Questions on the material:
A. From the chemokine research overview, print word for word the part that opens with the words containing "Motivations" and closes with "and intercellular communication.".
B. Answer the following from the chemokine research overview:
(i) What approximate molecular size range does it give for chemokines?
(ii) Which two conventional methods does it name as struggling to study the chemokine system?
(iii) What technique is used to transfer intact molecular complexes from solution to the gas phase?

Source text:
Content starts
Bioanalysis

Unveiling the molecular mechanism of chemokine oligomerization and GAG interactions using TIMS in combination with PSA methods

Motivations

Chemokines are a group of small (~8-14kDa), mostly basic, structurally related molecules that regulate cell trafficking of various types of leukocytes through interactions with a subset of seven-transmembrane, G protein-coupled receptors. However, inappropriate function may lead to a series of pathologies including inflammatory disease, atherosclerosis, cancer and AIDS. Chemokine oligomerization and their interaction with glycosamonoglycans (GAGs) appear coupled and linked to cell migration. Therefore, we study how chemokine homo- and heter-oligomerize and how they interact with GAGs in order to regulate signal transduction and intercellular communication.

Figure 1: Healthy and inflamed cells have different abundances and types of chemokines and GAGs and tansduce different cellular signals.

Although chemokine monomers are able to bind receptors, oligomeric forms are found responsible. Apart from homo-oligomers, chemokines also form hetero-oligomers. GAG-binding is found involved in chemokine oligomerization. The highly heterogeneous GAGs could induce different chemokine structures, which in turn lead to specific cell migration process. As illustrated in Figure 1, healthy and inflamed cells have different abundances and types of chemokines and GAGs. As a consequence, the oligomeric steady-state can be altered and a different cellular signal can be induced. It is hard to define general mechanisms as every chemokine may have its own unique oligomerization mechanism. And it's challenging for conventional methods like NMR or X-ray to study chemokine system as chemokine structures are in dynamic equilibrium between different oligomeric states.

Capabilities

We use ion mobility mass spectrometry (IM-MS) to study structures of chemokine and their oligomers. Using ESI to transfer intact molecular complex from solution to the gas phase, IM-MS is fast and sensitive. Ion mobility separation eliminates the complexity resulted from the heterogeneity of GAGs. And as the IM/MS method takes "structural snapshots" of the entire conformational ensemble, structural information for co-existing and interconverting chemokine oligomers can be obtained.
Content ends
Excerpted data:
Content starts
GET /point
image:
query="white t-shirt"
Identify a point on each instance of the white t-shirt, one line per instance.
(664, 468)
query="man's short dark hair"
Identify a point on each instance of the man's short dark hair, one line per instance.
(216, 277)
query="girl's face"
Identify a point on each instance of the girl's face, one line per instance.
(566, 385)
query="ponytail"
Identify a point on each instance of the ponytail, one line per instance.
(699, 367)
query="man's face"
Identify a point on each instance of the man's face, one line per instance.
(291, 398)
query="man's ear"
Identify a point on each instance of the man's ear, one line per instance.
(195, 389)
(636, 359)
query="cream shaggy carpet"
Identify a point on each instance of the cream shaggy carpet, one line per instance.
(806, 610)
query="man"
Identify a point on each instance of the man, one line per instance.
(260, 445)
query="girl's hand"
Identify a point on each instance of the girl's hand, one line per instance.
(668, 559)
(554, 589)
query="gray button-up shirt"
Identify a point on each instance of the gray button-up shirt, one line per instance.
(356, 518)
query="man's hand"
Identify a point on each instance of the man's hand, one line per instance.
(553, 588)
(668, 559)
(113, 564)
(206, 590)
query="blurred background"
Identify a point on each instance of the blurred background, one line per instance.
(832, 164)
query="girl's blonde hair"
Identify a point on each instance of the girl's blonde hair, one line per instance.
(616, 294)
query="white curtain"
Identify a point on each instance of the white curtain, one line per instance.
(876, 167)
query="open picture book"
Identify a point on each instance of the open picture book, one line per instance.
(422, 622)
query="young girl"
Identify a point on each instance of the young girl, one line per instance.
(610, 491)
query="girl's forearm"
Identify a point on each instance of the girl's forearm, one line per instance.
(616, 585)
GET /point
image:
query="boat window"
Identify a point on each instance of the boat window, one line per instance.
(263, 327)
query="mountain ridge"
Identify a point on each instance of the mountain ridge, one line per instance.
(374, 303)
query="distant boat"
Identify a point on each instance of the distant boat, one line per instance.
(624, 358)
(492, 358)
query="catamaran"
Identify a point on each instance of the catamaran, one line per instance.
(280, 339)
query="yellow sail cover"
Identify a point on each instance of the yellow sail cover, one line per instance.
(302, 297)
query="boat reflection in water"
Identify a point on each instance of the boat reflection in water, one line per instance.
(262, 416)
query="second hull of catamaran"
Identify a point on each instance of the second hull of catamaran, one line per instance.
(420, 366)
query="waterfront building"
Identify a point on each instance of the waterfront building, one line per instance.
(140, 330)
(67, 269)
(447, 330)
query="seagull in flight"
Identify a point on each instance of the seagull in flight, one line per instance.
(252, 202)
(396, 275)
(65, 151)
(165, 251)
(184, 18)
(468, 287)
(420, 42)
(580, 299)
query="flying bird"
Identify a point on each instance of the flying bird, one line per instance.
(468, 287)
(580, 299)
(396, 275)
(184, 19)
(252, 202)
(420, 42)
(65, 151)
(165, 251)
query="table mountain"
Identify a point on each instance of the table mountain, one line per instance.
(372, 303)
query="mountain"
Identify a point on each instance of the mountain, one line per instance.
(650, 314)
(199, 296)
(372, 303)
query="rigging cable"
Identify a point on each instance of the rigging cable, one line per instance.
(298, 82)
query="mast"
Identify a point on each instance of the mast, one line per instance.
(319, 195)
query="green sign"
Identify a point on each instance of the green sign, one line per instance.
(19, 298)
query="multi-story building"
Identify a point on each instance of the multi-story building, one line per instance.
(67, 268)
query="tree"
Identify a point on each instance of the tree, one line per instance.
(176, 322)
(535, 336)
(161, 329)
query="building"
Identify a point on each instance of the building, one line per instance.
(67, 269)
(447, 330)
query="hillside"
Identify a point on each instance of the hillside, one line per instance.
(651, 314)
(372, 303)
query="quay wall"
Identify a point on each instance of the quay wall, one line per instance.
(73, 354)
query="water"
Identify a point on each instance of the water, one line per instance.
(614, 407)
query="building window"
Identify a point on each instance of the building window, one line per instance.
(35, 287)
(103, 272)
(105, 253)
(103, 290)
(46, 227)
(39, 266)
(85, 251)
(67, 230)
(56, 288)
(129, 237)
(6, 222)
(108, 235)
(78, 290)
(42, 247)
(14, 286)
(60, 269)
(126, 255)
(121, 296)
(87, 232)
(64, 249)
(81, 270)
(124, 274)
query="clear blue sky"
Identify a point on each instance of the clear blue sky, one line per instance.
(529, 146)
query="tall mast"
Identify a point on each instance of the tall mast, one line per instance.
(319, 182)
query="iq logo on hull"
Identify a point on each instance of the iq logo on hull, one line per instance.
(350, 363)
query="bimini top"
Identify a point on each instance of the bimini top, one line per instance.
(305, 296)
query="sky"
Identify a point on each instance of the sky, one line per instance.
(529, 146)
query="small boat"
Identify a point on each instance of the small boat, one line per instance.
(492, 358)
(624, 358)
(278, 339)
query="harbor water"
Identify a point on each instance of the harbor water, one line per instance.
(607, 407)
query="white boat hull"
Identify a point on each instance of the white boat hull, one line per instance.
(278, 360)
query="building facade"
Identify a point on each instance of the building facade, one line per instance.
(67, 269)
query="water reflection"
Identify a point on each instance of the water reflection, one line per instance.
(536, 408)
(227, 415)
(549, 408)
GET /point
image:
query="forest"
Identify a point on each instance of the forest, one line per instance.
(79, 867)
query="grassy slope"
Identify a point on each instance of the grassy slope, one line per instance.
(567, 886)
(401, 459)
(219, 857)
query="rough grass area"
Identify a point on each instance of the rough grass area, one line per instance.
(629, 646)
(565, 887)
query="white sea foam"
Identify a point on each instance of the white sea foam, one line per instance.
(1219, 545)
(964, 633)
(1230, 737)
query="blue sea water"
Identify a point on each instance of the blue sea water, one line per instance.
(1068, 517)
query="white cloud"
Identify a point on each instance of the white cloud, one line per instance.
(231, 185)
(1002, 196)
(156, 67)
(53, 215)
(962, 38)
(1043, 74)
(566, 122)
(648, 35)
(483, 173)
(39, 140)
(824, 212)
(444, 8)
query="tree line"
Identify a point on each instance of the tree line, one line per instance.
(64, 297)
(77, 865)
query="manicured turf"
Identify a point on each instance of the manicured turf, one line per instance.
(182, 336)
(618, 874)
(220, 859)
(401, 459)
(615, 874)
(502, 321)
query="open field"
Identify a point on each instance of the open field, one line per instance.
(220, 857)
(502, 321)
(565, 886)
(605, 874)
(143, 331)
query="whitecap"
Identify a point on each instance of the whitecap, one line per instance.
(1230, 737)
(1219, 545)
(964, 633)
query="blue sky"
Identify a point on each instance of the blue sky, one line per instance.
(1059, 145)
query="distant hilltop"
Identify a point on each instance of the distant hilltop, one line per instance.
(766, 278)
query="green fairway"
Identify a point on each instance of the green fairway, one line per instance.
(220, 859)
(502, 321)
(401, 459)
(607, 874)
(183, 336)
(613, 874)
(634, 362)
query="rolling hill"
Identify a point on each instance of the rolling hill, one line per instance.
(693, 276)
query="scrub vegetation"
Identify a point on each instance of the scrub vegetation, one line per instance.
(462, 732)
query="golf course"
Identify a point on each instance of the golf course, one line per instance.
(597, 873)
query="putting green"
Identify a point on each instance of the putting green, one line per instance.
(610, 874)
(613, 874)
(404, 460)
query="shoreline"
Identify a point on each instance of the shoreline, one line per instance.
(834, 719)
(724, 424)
Content ends
Answers by item number:
A.
Motivations

Chemokines are a group of small (~8-14kDa), mostly basic, structurally related molecules that regulate cell trafficking of various types of leukocytes through interactions with a subset of seven-transmembrane, G protein-coupled receptors. However, inappropriate function may lead to a series of pathologies including inflammatory disease, atherosclerosis, cancer and AIDS. Chemokine oligomerization and their interaction with glycosamonoglycans (GAGs) appear coupled and linked to cell migration. Therefore, we study how chemokine homo- and heter-oligomerize and how they interact with GAGs in order to regulate signal transduction and intercellular communication.

B.
(i) About 8-14 kDa.
(ii) NMR and X-ray.
(iii) ESI.